* MATERIAL TO PROCESS
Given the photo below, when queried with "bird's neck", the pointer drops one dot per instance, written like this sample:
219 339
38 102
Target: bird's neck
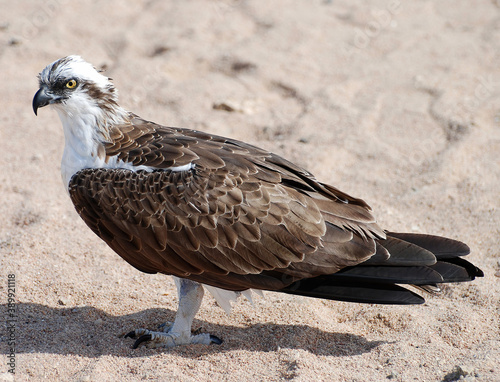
85 132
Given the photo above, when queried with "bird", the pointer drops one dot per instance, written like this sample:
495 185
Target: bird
224 215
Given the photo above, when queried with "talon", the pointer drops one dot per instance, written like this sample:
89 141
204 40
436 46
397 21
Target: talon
130 334
140 340
216 340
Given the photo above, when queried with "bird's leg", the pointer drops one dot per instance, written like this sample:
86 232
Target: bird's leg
179 333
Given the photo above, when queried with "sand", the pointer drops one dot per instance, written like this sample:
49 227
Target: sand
394 102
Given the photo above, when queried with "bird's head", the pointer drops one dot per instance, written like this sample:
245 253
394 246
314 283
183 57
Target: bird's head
78 91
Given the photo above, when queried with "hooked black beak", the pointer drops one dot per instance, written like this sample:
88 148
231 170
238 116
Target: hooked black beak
42 98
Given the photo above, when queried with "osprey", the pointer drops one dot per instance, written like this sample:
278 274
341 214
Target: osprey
223 214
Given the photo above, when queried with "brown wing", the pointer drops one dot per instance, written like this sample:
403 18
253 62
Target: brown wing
241 218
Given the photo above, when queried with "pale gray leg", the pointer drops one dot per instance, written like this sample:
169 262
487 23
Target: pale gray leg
179 333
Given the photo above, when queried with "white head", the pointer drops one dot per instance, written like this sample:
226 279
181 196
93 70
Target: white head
79 92
86 102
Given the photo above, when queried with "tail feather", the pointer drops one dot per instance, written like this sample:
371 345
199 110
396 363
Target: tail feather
423 261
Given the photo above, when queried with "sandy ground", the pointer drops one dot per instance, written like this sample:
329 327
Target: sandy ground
397 103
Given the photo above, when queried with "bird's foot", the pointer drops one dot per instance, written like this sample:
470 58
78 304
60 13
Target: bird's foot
168 338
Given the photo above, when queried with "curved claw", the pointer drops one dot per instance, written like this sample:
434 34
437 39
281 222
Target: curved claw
216 340
130 334
140 340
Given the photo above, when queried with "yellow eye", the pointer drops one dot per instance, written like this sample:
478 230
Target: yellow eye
71 84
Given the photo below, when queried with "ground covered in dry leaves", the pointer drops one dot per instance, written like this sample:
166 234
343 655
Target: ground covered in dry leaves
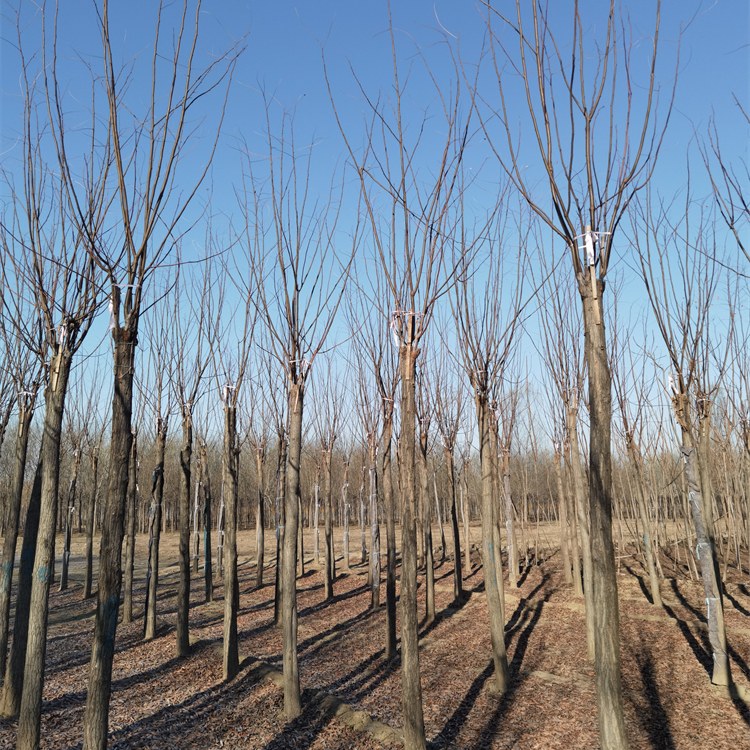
159 701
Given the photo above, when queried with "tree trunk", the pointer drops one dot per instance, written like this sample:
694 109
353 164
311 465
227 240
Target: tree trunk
14 670
493 578
231 584
25 412
69 516
292 701
717 634
612 732
260 522
127 593
458 586
374 530
583 523
96 716
208 575
330 572
44 559
154 530
411 685
390 538
90 519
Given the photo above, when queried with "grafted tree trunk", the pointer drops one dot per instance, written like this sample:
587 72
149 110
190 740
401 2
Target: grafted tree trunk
231 584
25 412
44 559
390 538
493 578
374 528
183 591
612 732
583 524
96 716
154 530
90 519
458 586
69 514
14 670
208 576
411 685
292 700
127 593
260 520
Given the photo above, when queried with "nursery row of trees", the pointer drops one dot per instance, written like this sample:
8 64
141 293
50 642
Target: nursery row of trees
415 346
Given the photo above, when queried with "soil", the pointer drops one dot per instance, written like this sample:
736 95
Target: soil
351 694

* WHAT YOU NEED TO DO
Pull out every line of the rows above that contains the string "head". Case counts, so uppercase and lowercase letters do not match each other.

* RESULT OF THE TASK
Given the photo above, when queried with "bird's head", the pointer drops one dot per instance, written like this sample:
Target: bird's head
Given the photo above, when queried with "white head", the pointer drops one dot per instance, written like this sample:
Target: white head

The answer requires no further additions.